### Your objective
Print out the records in full, keeping each word unchanged.

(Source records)

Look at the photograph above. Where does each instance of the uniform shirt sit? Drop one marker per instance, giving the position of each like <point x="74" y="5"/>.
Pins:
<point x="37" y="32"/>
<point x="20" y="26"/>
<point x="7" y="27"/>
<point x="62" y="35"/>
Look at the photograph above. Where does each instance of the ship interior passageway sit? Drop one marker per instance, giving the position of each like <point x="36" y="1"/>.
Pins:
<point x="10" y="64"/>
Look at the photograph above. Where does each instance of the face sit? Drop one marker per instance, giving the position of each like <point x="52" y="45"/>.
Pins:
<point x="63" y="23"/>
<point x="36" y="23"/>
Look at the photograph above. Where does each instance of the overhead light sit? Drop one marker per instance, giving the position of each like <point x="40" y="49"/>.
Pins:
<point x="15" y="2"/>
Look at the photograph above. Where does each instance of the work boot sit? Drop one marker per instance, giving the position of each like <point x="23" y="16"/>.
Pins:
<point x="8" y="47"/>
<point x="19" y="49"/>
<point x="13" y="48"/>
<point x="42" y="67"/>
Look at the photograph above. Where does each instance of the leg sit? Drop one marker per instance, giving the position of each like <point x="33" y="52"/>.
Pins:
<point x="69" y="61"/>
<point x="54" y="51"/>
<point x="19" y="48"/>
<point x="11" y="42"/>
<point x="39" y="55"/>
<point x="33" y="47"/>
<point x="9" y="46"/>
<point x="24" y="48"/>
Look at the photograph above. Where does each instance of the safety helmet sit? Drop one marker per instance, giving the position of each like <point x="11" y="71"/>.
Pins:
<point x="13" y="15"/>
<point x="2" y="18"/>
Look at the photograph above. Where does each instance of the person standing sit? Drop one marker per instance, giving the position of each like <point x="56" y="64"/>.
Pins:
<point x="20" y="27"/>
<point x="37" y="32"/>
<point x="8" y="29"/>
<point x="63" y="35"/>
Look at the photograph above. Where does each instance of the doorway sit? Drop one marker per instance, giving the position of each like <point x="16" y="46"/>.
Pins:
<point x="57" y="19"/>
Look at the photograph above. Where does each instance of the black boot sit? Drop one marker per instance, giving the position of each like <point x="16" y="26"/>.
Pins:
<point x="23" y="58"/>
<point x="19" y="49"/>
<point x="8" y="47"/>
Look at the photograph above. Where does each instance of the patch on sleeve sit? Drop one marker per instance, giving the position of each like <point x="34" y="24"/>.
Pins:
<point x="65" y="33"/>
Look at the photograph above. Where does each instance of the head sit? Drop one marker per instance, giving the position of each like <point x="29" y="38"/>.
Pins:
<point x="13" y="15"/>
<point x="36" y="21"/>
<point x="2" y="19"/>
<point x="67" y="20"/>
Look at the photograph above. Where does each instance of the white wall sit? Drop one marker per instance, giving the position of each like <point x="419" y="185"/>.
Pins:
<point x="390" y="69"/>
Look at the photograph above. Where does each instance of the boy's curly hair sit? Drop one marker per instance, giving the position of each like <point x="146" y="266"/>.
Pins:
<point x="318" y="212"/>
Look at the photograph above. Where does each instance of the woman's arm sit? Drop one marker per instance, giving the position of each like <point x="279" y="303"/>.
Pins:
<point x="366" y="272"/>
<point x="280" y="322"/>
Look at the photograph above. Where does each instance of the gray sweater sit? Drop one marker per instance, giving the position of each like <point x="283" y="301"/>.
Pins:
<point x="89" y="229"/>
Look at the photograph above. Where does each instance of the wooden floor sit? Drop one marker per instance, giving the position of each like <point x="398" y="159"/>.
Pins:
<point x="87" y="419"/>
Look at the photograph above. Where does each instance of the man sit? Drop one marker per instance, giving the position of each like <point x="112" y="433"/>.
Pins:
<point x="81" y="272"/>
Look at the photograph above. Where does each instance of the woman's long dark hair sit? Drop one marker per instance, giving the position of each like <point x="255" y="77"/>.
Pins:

### Completed exercise
Look at the photograph above. Where does each instance of the uniform shirt sit? Drop one marker per instance, giving the position of each like <point x="74" y="5"/>.
Pins:
<point x="37" y="32"/>
<point x="20" y="26"/>
<point x="7" y="27"/>
<point x="62" y="35"/>
Look at the photograph above. Where does each instance of the ship interior passageway sit? Drop one marker per instance, giving the position of each like <point x="36" y="1"/>.
Pins:
<point x="10" y="64"/>
Look at the photograph above. Where does each instance of the face sit? Drop one marker per instance, giving the position of each like <point x="52" y="45"/>.
Pins:
<point x="63" y="23"/>
<point x="36" y="23"/>
Look at the photograph above. Where does each instance of the overhead light sit? Drop one marker per instance, giving the position of each like <point x="40" y="49"/>.
Pins:
<point x="15" y="2"/>
Look at the photograph above. Where does each instance of the work boot sit? Drop one marker per instance, giving the position of each like <point x="23" y="16"/>.
Pins:
<point x="8" y="47"/>
<point x="19" y="49"/>
<point x="13" y="48"/>
<point x="42" y="67"/>
Look at the photograph above. Where does each instance of the leg sit? Drop one marker per instance, giving the position of each like <point x="33" y="52"/>.
Pins:
<point x="69" y="61"/>
<point x="54" y="51"/>
<point x="19" y="48"/>
<point x="11" y="42"/>
<point x="39" y="55"/>
<point x="33" y="47"/>
<point x="9" y="46"/>
<point x="24" y="48"/>
Look at the photograph above. Where does each instance of the safety helmet sit? Drop one marker per instance, giving the position of each like <point x="11" y="71"/>.
Pins:
<point x="13" y="15"/>
<point x="2" y="18"/>
Look at the photograph above. Where does each instance of the person standing sit? Drop one marker per instance, giving the position of each like <point x="56" y="64"/>.
Pins:
<point x="20" y="27"/>
<point x="37" y="32"/>
<point x="8" y="29"/>
<point x="63" y="35"/>
Look at the photograph above. Where does each instance of the doorway sit? Drop one marker per instance, giving the position of each like <point x="16" y="46"/>.
Pins:
<point x="57" y="19"/>
Look at the photograph above. Where does each instance of the black boot sit? Drop one marker per instance, giving the position of each like <point x="16" y="26"/>.
Pins:
<point x="23" y="58"/>
<point x="19" y="49"/>
<point x="8" y="47"/>
Look at the photograph above. Where does each instance of the patch on sleeve sit? Drop one marker per instance, giving the position of each like <point x="34" y="24"/>.
Pins:
<point x="65" y="33"/>
Look at the photograph above. Where does each instance of the head sit? Drop one marker per instance, giving the position of each like <point x="29" y="38"/>.
Pins:
<point x="13" y="15"/>
<point x="36" y="21"/>
<point x="2" y="19"/>
<point x="67" y="20"/>
Look at the photograph above. Where does each instance of the white wall sit? Drop one marker per instance, giving the position of each like <point x="419" y="185"/>.
Pins:
<point x="390" y="69"/>
Look at the photograph above. Where does each instance of the boy's curly hair sit? Drop one marker per instance, giving the position of each like <point x="146" y="266"/>.
Pins:
<point x="318" y="212"/>
Look at the photograph above. Where does each instance of the woman's arm sit? Drop one marker per instance, giving the position of each like <point x="279" y="303"/>.
Pins:
<point x="366" y="272"/>
<point x="280" y="322"/>
Look at the photograph above. Where does each instance of the gray sweater sit? Drop one marker per instance, giving the position of each like <point x="283" y="301"/>.
Pins:
<point x="89" y="229"/>
Look at the photograph above. Where does each instance of the wooden floor sit? Drop one marker per instance, giving the position of each like <point x="398" y="159"/>.
Pins:
<point x="87" y="419"/>
Look at the photograph above. Where does each instance of the man sit? Drop one marker per instance, giving the position of each like <point x="112" y="433"/>.
Pins:
<point x="81" y="272"/>
Look at the photograph above. Where does each instance of the woman's long dark hair sit? Drop one marker per instance, giving the position of each like <point x="255" y="77"/>.
Pins:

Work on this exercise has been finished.